*** Exercise inputs ***
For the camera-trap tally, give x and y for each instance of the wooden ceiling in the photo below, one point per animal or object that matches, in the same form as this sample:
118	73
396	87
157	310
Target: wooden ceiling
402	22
***
Turn every line of the items above into a numbered list, skipping any blank lines.

1. For the camera-trap tally, give x and y for each instance of the wooden ceiling in the photo below, one point per animal or object that matches, in the same form as this sample:
2. 118	73
3. 396	87
4. 157	310
5. Target: wooden ceiling
6. 402	22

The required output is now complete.